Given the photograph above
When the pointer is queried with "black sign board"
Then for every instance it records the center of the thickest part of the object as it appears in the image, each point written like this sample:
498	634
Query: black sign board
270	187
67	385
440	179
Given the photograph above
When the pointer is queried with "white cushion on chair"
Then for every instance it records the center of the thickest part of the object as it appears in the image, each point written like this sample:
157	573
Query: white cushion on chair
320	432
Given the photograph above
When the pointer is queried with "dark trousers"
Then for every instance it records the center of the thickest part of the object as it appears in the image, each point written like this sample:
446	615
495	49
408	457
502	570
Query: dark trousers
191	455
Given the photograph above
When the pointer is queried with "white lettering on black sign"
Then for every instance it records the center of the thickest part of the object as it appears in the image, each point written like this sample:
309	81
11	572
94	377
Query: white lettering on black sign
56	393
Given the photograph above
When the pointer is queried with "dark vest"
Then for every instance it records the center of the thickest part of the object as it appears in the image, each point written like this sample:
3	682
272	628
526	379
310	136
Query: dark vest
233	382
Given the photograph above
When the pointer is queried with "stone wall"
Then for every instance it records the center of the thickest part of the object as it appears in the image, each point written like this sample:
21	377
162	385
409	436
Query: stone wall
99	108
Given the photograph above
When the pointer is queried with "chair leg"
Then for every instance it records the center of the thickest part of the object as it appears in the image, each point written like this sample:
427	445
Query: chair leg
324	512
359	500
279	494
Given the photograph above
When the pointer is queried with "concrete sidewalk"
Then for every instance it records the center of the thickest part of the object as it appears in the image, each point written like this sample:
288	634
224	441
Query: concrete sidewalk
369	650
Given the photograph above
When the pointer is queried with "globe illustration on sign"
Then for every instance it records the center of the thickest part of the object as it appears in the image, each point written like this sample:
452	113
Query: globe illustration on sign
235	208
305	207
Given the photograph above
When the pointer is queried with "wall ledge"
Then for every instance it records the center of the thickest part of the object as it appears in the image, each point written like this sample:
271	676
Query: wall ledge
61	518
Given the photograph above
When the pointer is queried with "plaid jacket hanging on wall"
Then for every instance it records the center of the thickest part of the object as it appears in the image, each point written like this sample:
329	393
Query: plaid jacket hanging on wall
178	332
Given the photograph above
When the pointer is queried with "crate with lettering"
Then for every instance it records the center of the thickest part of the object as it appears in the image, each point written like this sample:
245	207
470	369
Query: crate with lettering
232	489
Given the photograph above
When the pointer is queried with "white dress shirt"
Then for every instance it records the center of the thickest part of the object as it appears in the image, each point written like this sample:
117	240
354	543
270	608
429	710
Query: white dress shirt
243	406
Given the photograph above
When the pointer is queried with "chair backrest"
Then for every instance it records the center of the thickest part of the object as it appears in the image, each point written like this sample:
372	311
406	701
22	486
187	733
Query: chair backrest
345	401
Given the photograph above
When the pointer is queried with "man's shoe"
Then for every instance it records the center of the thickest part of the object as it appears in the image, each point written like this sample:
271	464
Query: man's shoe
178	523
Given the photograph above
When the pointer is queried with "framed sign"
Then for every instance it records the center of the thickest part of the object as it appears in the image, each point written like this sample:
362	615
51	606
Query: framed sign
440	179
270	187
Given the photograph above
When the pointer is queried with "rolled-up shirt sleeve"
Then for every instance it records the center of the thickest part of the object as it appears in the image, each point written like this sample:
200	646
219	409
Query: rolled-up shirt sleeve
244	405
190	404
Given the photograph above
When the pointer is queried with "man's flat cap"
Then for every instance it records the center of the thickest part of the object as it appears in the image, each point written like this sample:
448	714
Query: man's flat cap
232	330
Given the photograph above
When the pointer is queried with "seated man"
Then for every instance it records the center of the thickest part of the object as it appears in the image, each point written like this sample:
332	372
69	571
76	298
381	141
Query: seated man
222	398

> _What is needed_
Your task is to restate all of the records above word for word.

> _Written answer_
Given the photograph above
When the pointer is queried with "black sign board"
Then for every instance it records the center of the thickest part of the object as it appears in the image, each point written like this sample:
498	634
Query: black sign board
270	187
67	385
440	179
Given the photograph above
When the pointer is queried with "white cushion on chair"
Then for every instance it records the center of the thickest part of the object as it appears in the image, each point written like this sample:
157	573
Query: white cushion on chair
320	432
Given the photograph above
When the pointer is queried with "dark trousers"
Then for every instance it records the center of the thickest part of the object as it appears in the image, each point written like this sample:
446	615
495	49
408	457
502	570
Query: dark trousers
191	455
Given the photograph above
When the pointer is queried with "white lettering on black sign"
Then for every instance it records the center of the thickest part of the object as it appears in the image, each point written like this sample:
309	81
11	572
94	377
Query: white lettering on black sign
56	393
Given the photograph above
When the pointer is queried with "dark vest"
Then for every instance it records the center of the thickest part of the object as it appears in the image, each point written like this sample:
3	682
272	628
526	379
310	136
Query: dark vest
233	382
Given the photograph above
When the pointer is queried with "stone wall"
Then for every instance it records the center of the thickest part of the object as it appears in the image, each point written like this sample:
21	377
162	385
409	436
Query: stone wall
99	108
Given the photograph above
When the pointer is queried with "chair leg"
Then for every instance it records the center of the thickest part of the object as it appears in the image, each point written like this sample:
427	445
Query: chair leg
324	512
359	500
279	494
Given the photograph above
When the pointer is queried with "concrete sidewalk"
Then for every instance it records the center of the thickest part of the object as it appears in the image, each point written like this sample:
288	634
224	441
Query: concrete sidewalk
369	650
Given the photograph above
When the pointer is queried with "globe illustration on sign"
Then for every instance it records the center of the thickest part of the object as it appears in the image, each point written like this sample:
452	113
Query: globe illustration on sign
235	208
305	207
Given the photograph above
When the pointer is queried with "wall ledge"
Then for every instance it records the center of the thickest part of the object as it appears in the image, each point written like this sample:
271	676
Query: wall ledge
61	518
Given the photograph above
When the pointer is queried with "plaid jacket hanging on wall"
Then for every instance it records the center of the thickest part of the object as it appears in the image, each point written like this sample:
329	393
Query: plaid jacket hanging on wall
178	332
Given the photograph above
When the pointer is queried with "crate with lettering"
Then for every instance it records the center of the thickest part of the object as it appears in the image, each point written like this sample:
245	207
470	369
Query: crate with lettering
232	489
Given the photograph above
When the pointer is queried with "white dress shirt"
Then for every instance it records the center of the thickest part of the object as it appears in the image, each point written like this sample:
117	240
354	543
270	608
429	710
Query: white dress shirt
243	406
Given the photograph above
When the pointer is queried with "chair backrest"
Then for every instance it records the center of the thickest part of the object as it appears in the image, each point written like this sample:
372	311
406	701
22	486
187	733
Query: chair backrest
345	401
Given the photograph above
When the pointer is queried with "man's shoe"
Then for every instance it records the center of the thickest part of the object as it appears in the image, each point written like this sample:
271	464
Query: man's shoe
178	523
Given the photograph above
When the pointer is queried with "framed sign"
Then for every instance it records the center of the thickest part of the object as it appears in the image, each point written like this sample:
362	615
51	606
Query: framed sign
440	179
270	187
Given the photograph above
When the pointer is queried with "rolled-up shirt sleeve"
Then for every instance it records the center of the thickest part of the object as it appears in the image, each point written like this sample:
200	646
219	409
Query: rolled-up shirt sleeve
244	405
190	404
Given the photograph above
When the pointer is queried with "man's flat cap"
Then for every instance it records the center of the thickest part of the object as it appears in the image, each point written like this sample:
448	714
Query: man's flat cap
232	330
Given the photograph above
When the pointer is queried with "seated man"
Then for every instance it records the center of the thickest part of the object as it appears in the image, each point written like this sample:
332	372
69	571
76	298
381	141
Query: seated man
222	398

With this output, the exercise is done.